■ **タスクの目的**
表示テキストで、病院に行かなくていい日に原稿用紙を持って行った学生街のカフェの名前は何ですか。

■ **表示テキスト**
学生街、早稲田。
大学四年のころ、授業が週に一時間しかなく暇だったので仕事を始めるつもりでいたが、結局身体を壊してしまい通院の日々になった。
日が高くなってから起き出して、一日おきに病院へ行く。いつも混んでるし予約が出来ないので、たくさん本を持って行く。病院へ行く日は、なんとなくそれだけで終わってしまう。
毎日丁寧に部屋中を掃除し食事をつくり、あの頃がいちばん人妻らしかったかもしれない。
病院に行かなくていい日は原稿用紙を持って喫茶店に行った。学生街の裏路地に「norari : kurari」というカフェがある。細い路地の古いビル、非常階段みたいな小さな螺旋階段をのぼった先。
広い窓からは安下宿のベランダが並んでいるのが見える。殺風景な内装が、なんだか独り暮らしの男の子の部屋に遊びに来たみたいで面白かった。
おれは毎日倦んでいて、早く仕事がしたいと思っていた。単調な事務作業でも、なんでも。

■ **利用可能なデータ**

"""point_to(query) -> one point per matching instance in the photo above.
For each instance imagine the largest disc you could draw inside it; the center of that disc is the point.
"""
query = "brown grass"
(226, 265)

...

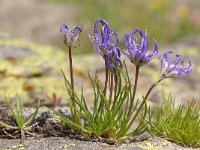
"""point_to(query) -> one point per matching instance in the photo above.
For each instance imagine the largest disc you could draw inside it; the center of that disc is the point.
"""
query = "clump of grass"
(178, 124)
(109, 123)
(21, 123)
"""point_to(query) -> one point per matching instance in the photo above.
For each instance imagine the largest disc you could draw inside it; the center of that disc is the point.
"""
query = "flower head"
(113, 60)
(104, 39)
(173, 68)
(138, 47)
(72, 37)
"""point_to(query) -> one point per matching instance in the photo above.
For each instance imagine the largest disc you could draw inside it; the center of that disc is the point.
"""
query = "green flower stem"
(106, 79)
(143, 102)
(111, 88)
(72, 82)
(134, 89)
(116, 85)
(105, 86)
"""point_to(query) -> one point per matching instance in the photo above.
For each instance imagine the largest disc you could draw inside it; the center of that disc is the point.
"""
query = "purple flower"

* * *

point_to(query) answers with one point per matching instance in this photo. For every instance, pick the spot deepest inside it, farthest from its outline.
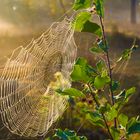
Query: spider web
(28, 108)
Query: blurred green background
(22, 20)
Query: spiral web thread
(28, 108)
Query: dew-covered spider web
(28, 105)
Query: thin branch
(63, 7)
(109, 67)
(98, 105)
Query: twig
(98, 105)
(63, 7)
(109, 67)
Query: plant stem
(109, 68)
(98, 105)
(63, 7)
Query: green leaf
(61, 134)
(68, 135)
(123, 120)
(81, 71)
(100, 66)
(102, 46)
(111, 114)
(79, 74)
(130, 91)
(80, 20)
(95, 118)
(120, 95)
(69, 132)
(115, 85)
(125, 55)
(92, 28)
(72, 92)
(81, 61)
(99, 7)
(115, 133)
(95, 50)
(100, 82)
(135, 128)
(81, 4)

■ **記述回答**
「norari : kurari」です。